**Given instruction:** Send back the entries below exactly as they appear.

--- Start of Dataset rows ---

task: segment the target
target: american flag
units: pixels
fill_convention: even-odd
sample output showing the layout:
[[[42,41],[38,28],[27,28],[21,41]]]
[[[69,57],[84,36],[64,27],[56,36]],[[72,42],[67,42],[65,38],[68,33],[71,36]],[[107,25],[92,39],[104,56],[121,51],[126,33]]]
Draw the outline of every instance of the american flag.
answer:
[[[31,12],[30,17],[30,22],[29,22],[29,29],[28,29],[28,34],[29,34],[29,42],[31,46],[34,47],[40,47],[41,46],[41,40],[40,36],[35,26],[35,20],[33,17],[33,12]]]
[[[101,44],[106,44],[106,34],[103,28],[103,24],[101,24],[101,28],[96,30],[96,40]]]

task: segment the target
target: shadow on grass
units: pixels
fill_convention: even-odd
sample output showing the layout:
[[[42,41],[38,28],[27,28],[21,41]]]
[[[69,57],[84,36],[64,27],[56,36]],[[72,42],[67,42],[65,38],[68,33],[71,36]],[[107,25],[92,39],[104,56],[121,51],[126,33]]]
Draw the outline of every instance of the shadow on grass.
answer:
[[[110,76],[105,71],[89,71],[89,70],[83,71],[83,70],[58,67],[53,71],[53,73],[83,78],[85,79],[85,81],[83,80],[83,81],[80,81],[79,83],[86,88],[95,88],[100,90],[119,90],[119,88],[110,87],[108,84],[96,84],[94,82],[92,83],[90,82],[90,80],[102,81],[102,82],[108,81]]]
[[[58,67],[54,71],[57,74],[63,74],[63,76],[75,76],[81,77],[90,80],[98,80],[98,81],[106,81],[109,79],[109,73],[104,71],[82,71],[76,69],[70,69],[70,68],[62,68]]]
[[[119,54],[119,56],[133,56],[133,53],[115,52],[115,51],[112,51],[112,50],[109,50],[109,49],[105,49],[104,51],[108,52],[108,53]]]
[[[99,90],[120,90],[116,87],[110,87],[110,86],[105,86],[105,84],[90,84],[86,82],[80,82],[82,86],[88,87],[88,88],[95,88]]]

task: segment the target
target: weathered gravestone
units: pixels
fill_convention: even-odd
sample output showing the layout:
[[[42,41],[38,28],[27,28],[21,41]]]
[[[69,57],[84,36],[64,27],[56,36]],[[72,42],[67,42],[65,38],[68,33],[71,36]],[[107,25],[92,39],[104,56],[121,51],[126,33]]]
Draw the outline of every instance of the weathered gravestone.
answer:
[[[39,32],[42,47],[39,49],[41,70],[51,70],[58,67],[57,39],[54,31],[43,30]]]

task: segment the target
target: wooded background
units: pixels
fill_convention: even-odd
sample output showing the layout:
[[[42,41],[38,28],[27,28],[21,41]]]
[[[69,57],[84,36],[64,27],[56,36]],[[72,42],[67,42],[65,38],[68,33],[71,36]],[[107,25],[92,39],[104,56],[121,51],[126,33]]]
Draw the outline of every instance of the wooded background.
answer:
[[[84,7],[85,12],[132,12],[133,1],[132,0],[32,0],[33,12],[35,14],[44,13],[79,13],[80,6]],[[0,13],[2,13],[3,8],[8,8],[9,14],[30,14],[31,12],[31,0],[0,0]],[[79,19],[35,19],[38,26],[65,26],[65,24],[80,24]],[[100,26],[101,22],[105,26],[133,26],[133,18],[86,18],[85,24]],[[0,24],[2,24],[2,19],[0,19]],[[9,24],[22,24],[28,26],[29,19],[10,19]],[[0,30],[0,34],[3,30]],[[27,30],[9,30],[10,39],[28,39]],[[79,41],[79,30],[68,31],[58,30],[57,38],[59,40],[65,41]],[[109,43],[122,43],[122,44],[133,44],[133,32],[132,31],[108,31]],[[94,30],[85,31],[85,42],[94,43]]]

--- End of Dataset rows ---

**Finished answer:**
task: segment the target
target: american flag
units: pixels
fill_convention: even-odd
sample output showing the layout:
[[[42,41],[38,28],[27,28],[21,41]]]
[[[69,57],[84,36],[64,27],[56,36]],[[72,42],[67,42],[65,38],[68,33],[71,36]],[[107,25],[92,39],[104,56],[121,51],[126,33]]]
Draw the outline of every instance of the american flag.
answer:
[[[31,12],[30,17],[30,22],[29,22],[29,29],[28,29],[28,34],[29,34],[29,42],[31,46],[34,47],[40,47],[41,46],[41,40],[40,36],[35,26],[35,20],[33,17],[33,12]]]
[[[101,44],[106,44],[106,34],[103,28],[103,24],[101,24],[101,28],[96,30],[96,40]]]

task: segment the target
target: shadow on grass
units: pixels
fill_convention: even-odd
sample output showing the layout:
[[[42,41],[38,28],[27,28],[21,41]]]
[[[69,57],[84,36],[64,27],[56,36]],[[72,42],[67,42],[65,38],[68,33],[71,36]],[[107,25],[92,39],[104,56],[121,51],[126,33]]]
Draw the outline of every instance of the shadow on grass.
answer:
[[[110,76],[105,71],[89,71],[89,70],[83,71],[83,70],[58,67],[53,71],[53,73],[83,78],[85,79],[85,81],[83,80],[83,81],[80,81],[79,83],[86,88],[95,88],[100,90],[119,90],[119,88],[110,87],[108,84],[96,84],[94,82],[92,83],[90,82],[90,80],[102,81],[102,82],[108,81]]]
[[[58,67],[54,71],[57,74],[63,74],[63,76],[75,76],[81,77],[90,80],[98,80],[98,81],[106,81],[109,79],[109,73],[104,71],[82,71],[76,69],[70,69],[70,68],[62,68]]]
[[[119,54],[119,56],[133,56],[133,53],[115,52],[115,51],[112,51],[112,50],[109,50],[109,49],[105,49],[104,51],[108,52],[108,53]]]
[[[99,90],[120,90],[116,87],[110,87],[110,86],[105,86],[105,84],[90,84],[86,82],[80,82],[82,86],[88,87],[88,88],[95,88]]]

task: segment the target
target: weathered gravestone
units: pixels
fill_convention: even-odd
sample output showing the layout:
[[[42,41],[38,28],[27,28],[21,41]]]
[[[69,57],[84,36],[64,27],[56,36]],[[72,42],[67,42],[65,38],[68,33],[71,36]],[[107,25],[92,39],[104,56],[121,51],[126,33]]]
Draw the outline of every instance of the weathered gravestone.
answer:
[[[39,32],[42,47],[39,49],[41,70],[51,70],[58,67],[57,39],[54,31],[43,30]]]

task: segment the target
target: wooded background
units: pixels
fill_convention: even-odd
sample output showing the layout:
[[[42,41],[38,28],[27,28],[21,41]]]
[[[69,57],[84,36],[64,27],[56,36]],[[72,42],[67,42],[65,38],[68,33],[71,36]],[[107,25],[92,39],[104,56],[121,51],[126,33]]]
Draw the outline of every instance of the wooded background.
answer:
[[[84,7],[85,12],[132,12],[133,1],[132,0],[32,0],[33,12],[35,14],[44,13],[79,13],[80,6]],[[0,13],[2,13],[3,8],[8,8],[9,14],[30,14],[31,12],[31,0],[0,0]],[[79,19],[35,19],[38,26],[65,26],[65,24],[80,24]],[[100,26],[101,22],[105,26],[133,26],[133,18],[86,18],[85,24]],[[0,24],[2,24],[2,19],[0,19]],[[9,24],[22,24],[28,26],[29,19],[10,19]],[[0,30],[0,34],[3,30]],[[27,30],[9,30],[10,39],[28,39]],[[79,41],[79,30],[68,31],[58,30],[57,38],[59,40],[65,41]],[[109,43],[122,43],[122,44],[133,44],[133,32],[132,31],[108,31]],[[94,30],[85,31],[85,42],[94,43]]]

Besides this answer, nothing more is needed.